Work to do:
1) In the forum thread about the all wheel drive slip test, how much repair did backing the car into a wall require?
2) Using the forum thread about the all wheel drive slip test, answer yes or no for each statement and quote the words of the thread that decide it: (a) The Model 3 in the slip test was JML's own car. (b) With only a single front tire having traction, the Tesla could move. (c) BostonPilot's Subaru STi has two limited slip differentials.
3) In the forum thread about the all wheel drive slip test, rewrite the paragraph that begins "Anyway, the Tesla seems pretty impressive" as a list that keeps its main facts.

Excerpt provided:
──────────

# Impressive all wheel drive slip test performance



## JML (Jul 26, 2018)

The people at TFL do slip tests where they put a car on sections of industrial conveyor belt rollers, and see if the car can pull itself off. This simulates having a wheel on ice, or such. They're just down the road from me, and since I got my car I'd been debating contacting them about using it to do a slip test; mostly to satisfy my own curiosity. I never got around to it, and they bought their own Model 3 dual motor, and finally did the slip test. This is the video; skip to the 2 minute mark to see it. The test only takes a few minutes. The other 25 minutes of the video is the aftermath of backing the car into a wall and needing $6000 of repair.

Anyway, the Tesla seems pretty impressive to me. With the front wheels on the rollers, the rears have no trouble pushing it off. With the rear wheels on the rollers, the rear tires spin a bit, but then the fronts pull the car down. They do a cross test with one front wheel, and the opposite side rear wheel on the rollers. A 4 wheel drive vehicle with no differential lockers or traction control that brakes the spinning wheels will do very poorly at the cross test. The Tesla pulls itself off with no problem. Then they do both front tires and one rear on the rollers, and the single rear tire with traction can move the car. Finally, a single front tire with traction is able to move the car.

It seems like the traction control works extremely well, and is able to brake the spinning wheel, so power goes to the ones with traction. Of course, power is sent to the front and rear completely separately, so loss of traction at one end won't affect the other. They've tested other cars in the past, and some of them have lots of trouble with the tougher tests.


----------



## BostonPilot (Aug 14, 2018)

Coming from a Subaru STi (which has 3 limited slip differentials) I was a little surprised at how rear biased the torque was on the test. Made me wonder in normal snow driving how awd the car really is, vs just for getting unstuck... The STi with it's LSDs is fantastic for bombing around in the snow... Newer awd cars aren't always that great - you can see in these videos that it takes the computer a while to decide to limit the spin... When that happens and you're driving (as opposed to trying to get unstuck) you feel that as a sudden change... almost like hitting a dry spot on the pavement... And sure enough I've felt that when drifting the car on a highway offramp.

──────────

Material supplied:
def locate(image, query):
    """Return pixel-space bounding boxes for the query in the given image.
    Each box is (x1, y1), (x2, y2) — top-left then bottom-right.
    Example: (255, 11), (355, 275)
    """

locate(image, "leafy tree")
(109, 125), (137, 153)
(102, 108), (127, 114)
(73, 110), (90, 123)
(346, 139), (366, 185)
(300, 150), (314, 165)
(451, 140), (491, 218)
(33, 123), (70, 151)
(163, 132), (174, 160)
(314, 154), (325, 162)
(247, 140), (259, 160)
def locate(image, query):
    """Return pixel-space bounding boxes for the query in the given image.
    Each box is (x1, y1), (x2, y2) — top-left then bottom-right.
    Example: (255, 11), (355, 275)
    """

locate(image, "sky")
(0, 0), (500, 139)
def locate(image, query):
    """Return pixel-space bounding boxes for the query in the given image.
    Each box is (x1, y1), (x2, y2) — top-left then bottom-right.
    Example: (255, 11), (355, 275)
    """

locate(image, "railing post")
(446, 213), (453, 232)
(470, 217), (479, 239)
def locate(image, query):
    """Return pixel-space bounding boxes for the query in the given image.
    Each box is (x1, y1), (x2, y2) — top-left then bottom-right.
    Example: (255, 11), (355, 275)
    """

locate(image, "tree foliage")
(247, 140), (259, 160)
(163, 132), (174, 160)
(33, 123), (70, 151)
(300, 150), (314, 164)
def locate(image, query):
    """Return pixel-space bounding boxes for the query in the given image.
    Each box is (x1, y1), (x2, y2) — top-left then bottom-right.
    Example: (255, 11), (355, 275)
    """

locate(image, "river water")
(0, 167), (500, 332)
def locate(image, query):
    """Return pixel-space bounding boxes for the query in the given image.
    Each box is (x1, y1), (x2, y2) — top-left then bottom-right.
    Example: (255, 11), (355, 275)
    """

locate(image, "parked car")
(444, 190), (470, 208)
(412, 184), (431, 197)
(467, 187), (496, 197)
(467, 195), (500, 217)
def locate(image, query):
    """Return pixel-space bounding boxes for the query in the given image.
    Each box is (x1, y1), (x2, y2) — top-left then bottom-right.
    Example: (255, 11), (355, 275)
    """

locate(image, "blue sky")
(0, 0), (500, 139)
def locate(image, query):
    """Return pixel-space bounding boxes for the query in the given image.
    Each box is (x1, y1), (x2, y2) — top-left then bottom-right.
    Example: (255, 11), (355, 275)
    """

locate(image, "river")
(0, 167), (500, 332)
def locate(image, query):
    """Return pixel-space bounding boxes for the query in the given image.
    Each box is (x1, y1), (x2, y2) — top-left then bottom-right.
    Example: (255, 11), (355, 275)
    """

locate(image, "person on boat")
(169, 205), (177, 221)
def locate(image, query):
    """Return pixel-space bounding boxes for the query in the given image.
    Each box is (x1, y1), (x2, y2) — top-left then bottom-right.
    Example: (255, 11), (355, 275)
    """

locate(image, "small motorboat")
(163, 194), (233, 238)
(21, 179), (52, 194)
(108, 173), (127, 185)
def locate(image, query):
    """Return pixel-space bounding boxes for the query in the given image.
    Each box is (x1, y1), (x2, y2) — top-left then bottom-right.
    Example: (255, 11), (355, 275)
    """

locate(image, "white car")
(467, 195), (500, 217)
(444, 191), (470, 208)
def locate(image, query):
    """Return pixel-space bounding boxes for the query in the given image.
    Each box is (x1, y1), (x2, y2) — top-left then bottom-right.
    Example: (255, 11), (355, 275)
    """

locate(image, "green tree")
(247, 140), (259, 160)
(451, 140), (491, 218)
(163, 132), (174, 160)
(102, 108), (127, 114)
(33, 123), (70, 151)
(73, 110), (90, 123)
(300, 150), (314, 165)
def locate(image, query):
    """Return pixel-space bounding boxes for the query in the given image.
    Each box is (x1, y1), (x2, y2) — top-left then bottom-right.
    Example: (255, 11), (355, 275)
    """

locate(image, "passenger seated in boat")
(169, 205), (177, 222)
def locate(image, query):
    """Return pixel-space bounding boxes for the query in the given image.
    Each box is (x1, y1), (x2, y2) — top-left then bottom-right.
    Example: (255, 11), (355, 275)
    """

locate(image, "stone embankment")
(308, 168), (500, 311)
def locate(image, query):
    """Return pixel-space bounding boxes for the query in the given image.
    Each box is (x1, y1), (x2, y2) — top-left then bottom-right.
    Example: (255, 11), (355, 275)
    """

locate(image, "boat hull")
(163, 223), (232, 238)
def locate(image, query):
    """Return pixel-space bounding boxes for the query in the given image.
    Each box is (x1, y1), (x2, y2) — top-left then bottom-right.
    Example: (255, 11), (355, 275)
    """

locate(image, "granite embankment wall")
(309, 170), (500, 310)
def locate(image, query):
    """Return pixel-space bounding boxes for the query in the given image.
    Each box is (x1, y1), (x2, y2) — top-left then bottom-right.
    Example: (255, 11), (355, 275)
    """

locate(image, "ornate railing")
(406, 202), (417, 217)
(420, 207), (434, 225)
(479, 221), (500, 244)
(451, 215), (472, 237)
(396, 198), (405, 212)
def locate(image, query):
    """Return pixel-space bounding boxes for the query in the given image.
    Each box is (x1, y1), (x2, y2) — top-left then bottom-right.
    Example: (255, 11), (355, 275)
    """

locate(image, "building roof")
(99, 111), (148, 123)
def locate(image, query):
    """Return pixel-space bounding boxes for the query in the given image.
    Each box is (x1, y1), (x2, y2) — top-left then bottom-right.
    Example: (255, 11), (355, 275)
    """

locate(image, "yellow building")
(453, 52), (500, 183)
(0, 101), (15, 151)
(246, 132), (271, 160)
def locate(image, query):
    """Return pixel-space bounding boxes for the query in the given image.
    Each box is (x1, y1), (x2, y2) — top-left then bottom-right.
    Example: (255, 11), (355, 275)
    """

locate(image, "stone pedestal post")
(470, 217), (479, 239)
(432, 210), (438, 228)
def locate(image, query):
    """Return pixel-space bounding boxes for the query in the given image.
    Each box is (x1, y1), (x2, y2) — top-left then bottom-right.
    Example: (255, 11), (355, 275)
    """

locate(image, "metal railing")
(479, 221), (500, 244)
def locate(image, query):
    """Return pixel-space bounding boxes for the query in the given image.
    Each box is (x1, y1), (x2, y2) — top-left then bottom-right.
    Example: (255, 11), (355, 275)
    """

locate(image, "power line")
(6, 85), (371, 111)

──────────

Answers for the exercise:
1) $6000 of repair.

2)
(a) No: "they bought their own Model 3 dual motor, and finally did the slip test."
(b) Yes: "Finally, a single front tire with traction is able to move the car."
(c) No: "Subaru STi (which has 3 limited slip differentials)"

3)
The Tesla seems impressive in the slip tests:
- Front wheels on the rollers: the rear wheels push the car off with no trouble.
- Rear wheels on the rollers: the rear tires spin a bit, then the front wheels pull the car down.
- Cross test (one front wheel and the opposite rear wheel on the rollers): the Tesla pulls itself off with no problem. A 4 wheel drive vehicle without differential lockers or traction control that brakes the spinning wheels does very poorly on this test.
- Both front tires and one rear tire on the rollers: the single rear tire with traction moves the car.
- Only a single front tire with traction: it moves the car.